§ Instructions:
a - In the news excerpt on the six-party nuclear talks, on what date did the talks resume?
b - Rewrite the part of the nuclear talks excerpt from "Christopher Hill spoke" up to and including "and go home.", swapping "reporters" for "journalists".

§ Excerpted passage:
************

Christopher Hill spoke to reporters in Beijing just hours after the top North Korean delegate spurned US terms for dismantling his country's nuclear weapons programmes.
Vice Foreign Minister Kim Kye-gwan, in his first public comments since the six-party talks resumed on June 26, told reporters he was ready to stay at the table and seek a result. But he insisted that he would continue to demand removal of what he called the US nuclear threat to his country.
Hill said on Tuesday night: "The United States is not threatening anybody."
The face-off between the two main protagonists has meant that the six parties - also including South Korea, Russia, Japan and host nation China - have failed to agree on a joint statement, however bland, that everyone can sign and go home.
"I think the issue is how one winds this up," Hill told reporters. "That is, does it wind up with an agreement, does it wind up with parties saying well, look, we have to do some more substantial consultations in capitals, or does it wind up in a flat-out disagreement."
"One would certainly like to see the progress that's been achieved locked in, and if you can't see an agreement, there are people looking at whether you can lock it in by having a recess while people check more thoroughly in capitals," he said.
Washington says Pyongyang must dismantle its nuclear weapons programmes before it can hope for US aid and security guarantees. Some intelligence analysts estimate it has material for up to nine nuclear bombs.
North Korea insists that it receive concessions before even considering scrapping its nuclear programmes.
"There have been long discussions for many days between the DPRK and the United States," Vice Minister Kim told reporters, using his state's official name, the Democratic People's Republic of Korea.
"Of course, differences in views remain, but we want to narrow them and produce a result."
Kim said: "As you know our decision is to give up nuclear weapons and nuclear weapons-related programmes when the US nuclear threat against us is removed and trust is established."

************

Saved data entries
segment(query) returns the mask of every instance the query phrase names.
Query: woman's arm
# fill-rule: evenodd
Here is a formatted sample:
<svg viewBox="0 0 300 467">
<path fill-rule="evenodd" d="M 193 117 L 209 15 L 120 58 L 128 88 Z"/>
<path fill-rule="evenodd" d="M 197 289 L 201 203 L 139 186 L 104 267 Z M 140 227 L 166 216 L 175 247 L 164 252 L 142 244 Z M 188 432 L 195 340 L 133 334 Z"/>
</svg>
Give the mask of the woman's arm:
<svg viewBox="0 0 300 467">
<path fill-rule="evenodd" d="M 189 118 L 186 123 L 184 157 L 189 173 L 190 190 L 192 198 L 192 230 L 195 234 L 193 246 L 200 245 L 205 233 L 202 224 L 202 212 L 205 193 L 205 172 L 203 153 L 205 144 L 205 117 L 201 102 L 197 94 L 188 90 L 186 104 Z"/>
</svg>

************

§ Answers for this exercise:
a - June 26

b -
Christopher Hill spoke to journalists in Beijing just hours after the top North Korean delegate spurned US terms for dismantling his country's nuclear weapons programmes.
Vice Foreign Minister Kim Kye-gwan, in his first public comments since the six-party talks resumed on June 26, told journalists he was ready to stay at the table and seek a result. But he insisted that he would continue to demand removal of what he called the US nuclear threat to his country.
Hill said on Tuesday night: "The United States is not threatening anybody."
The face-off between the two main protagonists has meant that the six parties - also including South Korea, Russia, Japan and host nation China - have failed to agree on a joint statement, however bland, that everyone can sign and go home.